** begin GIVEN INFORMATION **

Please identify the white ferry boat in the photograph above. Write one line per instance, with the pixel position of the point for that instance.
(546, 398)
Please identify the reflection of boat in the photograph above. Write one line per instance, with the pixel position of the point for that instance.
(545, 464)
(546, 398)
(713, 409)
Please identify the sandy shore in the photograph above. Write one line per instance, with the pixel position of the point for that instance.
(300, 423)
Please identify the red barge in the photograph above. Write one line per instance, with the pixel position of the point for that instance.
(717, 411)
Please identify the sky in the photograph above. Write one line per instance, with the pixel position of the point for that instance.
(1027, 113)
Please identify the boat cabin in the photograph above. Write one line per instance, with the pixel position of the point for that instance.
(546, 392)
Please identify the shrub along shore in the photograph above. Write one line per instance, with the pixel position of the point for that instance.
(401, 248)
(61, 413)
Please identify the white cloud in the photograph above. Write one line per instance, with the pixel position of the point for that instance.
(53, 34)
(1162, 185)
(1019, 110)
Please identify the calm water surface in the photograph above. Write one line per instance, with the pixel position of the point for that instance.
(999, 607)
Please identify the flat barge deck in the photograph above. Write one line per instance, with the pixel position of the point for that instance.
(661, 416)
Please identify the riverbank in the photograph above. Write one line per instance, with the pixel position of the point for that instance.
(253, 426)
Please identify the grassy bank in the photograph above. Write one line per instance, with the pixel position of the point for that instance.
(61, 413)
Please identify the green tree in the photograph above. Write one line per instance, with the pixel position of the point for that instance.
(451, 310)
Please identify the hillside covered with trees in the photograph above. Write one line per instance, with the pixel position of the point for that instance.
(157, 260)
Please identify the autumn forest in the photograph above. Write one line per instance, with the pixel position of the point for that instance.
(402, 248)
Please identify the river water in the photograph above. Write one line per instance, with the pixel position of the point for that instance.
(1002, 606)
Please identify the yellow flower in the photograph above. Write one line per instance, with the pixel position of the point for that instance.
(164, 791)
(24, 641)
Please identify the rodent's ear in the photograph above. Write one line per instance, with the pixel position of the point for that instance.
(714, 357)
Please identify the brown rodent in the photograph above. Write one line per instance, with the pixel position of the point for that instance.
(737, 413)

** end GIVEN INFORMATION **

**WHAT TO DO:** Copy the entries from the line with "Please identify the green" through the end of the entries, requests included, and shift each point's coordinates by adding 73 to both the x and y values.

**ANSWER TO THE EXERCISE:**
Please identify the green tree in the photograph above. Write one line per instance, with the pixel position of the point for that instance.
(524, 383)
Please identify the hillside covered with trees in the photograph above. Write one line per instance, with the pixel position of the point for that instance.
(230, 333)
Please identify the autumn forest in the photograph above. Write one line per instance, with the pixel position of the point for that instance.
(475, 321)
Please identify the river water in the photograph above. Write one line per instance, with the pixel position of the point for that instance.
(1075, 679)
Please identify the yellow flower in the photograph above. Write one line per instance, with the pixel position of the point for that instance.
(237, 864)
(97, 714)
Please identify the rodent's ear in the photograph above. Write one line per instance, with the pixel position of the point for that instance.
(787, 430)
Please identify the brown rodent in the photograph above. Write one line per instance, with the pixel position of the point for that instance.
(810, 486)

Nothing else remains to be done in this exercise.